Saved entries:

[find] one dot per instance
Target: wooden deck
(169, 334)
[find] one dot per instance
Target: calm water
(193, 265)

◆ **What needs to be done**
All of the data must be returned exactly.

◆ **Answer space**
[find] one dot per instance
Target: wooden deck
(169, 334)
[find] one dot per instance
Target: calm water
(193, 265)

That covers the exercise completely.